> _WHAT THE EXERCISE ASKS_:
Reproduce the entries below, changing each occurrence of "Mark" to "Place" and keeping everything else the same.

> _THE DATA_:
────────────────────────────────────────

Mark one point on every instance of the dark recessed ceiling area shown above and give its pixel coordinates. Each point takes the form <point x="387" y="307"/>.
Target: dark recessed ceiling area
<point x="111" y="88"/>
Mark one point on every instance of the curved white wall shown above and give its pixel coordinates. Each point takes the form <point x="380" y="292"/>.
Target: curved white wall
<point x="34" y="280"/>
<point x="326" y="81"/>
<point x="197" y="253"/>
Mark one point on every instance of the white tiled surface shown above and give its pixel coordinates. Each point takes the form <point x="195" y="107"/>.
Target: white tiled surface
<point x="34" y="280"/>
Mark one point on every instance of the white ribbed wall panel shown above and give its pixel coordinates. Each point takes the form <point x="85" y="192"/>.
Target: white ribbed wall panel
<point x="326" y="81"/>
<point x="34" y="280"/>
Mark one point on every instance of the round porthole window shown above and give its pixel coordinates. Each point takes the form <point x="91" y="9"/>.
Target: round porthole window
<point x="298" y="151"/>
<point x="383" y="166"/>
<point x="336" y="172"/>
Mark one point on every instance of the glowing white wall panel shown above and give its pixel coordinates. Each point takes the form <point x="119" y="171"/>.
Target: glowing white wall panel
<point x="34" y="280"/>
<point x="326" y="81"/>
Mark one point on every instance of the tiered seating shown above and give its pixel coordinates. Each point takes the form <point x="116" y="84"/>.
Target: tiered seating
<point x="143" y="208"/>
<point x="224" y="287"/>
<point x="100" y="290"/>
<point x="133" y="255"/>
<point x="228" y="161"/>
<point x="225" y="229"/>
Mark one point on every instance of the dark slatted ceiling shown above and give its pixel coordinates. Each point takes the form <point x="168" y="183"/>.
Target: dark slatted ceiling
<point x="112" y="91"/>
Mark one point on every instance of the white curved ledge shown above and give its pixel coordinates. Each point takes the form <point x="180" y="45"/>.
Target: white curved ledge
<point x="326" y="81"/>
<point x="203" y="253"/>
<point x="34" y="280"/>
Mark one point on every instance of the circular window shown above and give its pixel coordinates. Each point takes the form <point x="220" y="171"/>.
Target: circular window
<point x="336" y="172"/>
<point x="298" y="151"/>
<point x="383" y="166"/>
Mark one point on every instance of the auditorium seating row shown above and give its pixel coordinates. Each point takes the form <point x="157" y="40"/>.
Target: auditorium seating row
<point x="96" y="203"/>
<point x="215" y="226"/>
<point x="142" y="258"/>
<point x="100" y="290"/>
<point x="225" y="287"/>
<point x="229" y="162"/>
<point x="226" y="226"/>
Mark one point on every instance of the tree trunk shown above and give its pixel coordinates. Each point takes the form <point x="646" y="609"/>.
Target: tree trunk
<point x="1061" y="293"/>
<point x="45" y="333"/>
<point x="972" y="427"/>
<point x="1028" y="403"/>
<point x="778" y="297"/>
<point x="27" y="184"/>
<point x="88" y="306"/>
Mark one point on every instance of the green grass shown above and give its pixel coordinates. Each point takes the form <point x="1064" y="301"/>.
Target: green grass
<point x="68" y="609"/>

────────────────────────────────────────

> _ANSWER TO THE TASK_:
Place one point on every instance of the dark recessed ceiling area shown above and give its pixel coordinates. Each point takes the form <point x="387" y="307"/>.
Target: dark recessed ceiling area
<point x="111" y="88"/>
Place one point on every instance of the curved white wall shown above and give its pixel coordinates. Each point takes the form <point x="380" y="292"/>.
Target: curved white wall
<point x="34" y="280"/>
<point x="326" y="81"/>
<point x="197" y="253"/>
Place one point on every instance of the white tiled surface shown above and give its pixel coordinates. Each point takes the form <point x="195" y="107"/>.
Target: white tiled surface
<point x="34" y="280"/>
Place one point on every instance of the white ribbed wall panel shown above and give its pixel coordinates. Each point takes the form <point x="85" y="192"/>.
Target: white ribbed wall panel
<point x="326" y="81"/>
<point x="34" y="280"/>
Place one point on every instance of the round porthole window shown above and give its pixel coordinates. Each point takes the form <point x="91" y="9"/>.
Target: round porthole window
<point x="298" y="151"/>
<point x="383" y="166"/>
<point x="336" y="172"/>
Place one point on every instance of the glowing white wall panel shown above and give its pixel coordinates. Each point takes the form <point x="119" y="171"/>.
Target: glowing white wall panel
<point x="34" y="280"/>
<point x="326" y="81"/>
Place one point on every instance of the tiered seating shown above and give its pixel coordinates. Each point takes the form <point x="116" y="84"/>.
Target: tiered seating
<point x="143" y="208"/>
<point x="224" y="287"/>
<point x="100" y="290"/>
<point x="133" y="255"/>
<point x="228" y="161"/>
<point x="225" y="229"/>
Place one point on every instance of the dark slatted ceiling shown above and give its pixel coordinates. Each point takes the form <point x="168" y="183"/>.
Target: dark slatted ceiling
<point x="112" y="91"/>
Place one point on every instance of the white curved ledge shown above and give its pixel coordinates. Each point takes the form <point x="180" y="45"/>.
Target: white curved ledge
<point x="326" y="81"/>
<point x="203" y="253"/>
<point x="34" y="280"/>
Place one point on every instance of the circular window shown above and give its pixel coordinates. Each point takes the form <point x="220" y="171"/>.
Target: circular window
<point x="336" y="172"/>
<point x="298" y="151"/>
<point x="383" y="166"/>
Place one point on every instance of the auditorium seating row shown above and give its pixel coordinates. Each point takes the form <point x="157" y="40"/>.
Target: auditorium seating row
<point x="96" y="203"/>
<point x="215" y="226"/>
<point x="142" y="258"/>
<point x="100" y="290"/>
<point x="225" y="287"/>
<point x="229" y="162"/>
<point x="226" y="226"/>
Place one point on every instance of the tree trunk shown above and give its pixel coordinates. Each point takes the form <point x="646" y="609"/>.
Target: tree trunk
<point x="1061" y="293"/>
<point x="45" y="333"/>
<point x="972" y="427"/>
<point x="1028" y="403"/>
<point x="778" y="297"/>
<point x="27" y="184"/>
<point x="88" y="306"/>
Place one point on every instance of the green grass shown above and give its pixel coordinates. Each point takes the form <point x="1064" y="301"/>.
Target: green grass
<point x="68" y="609"/>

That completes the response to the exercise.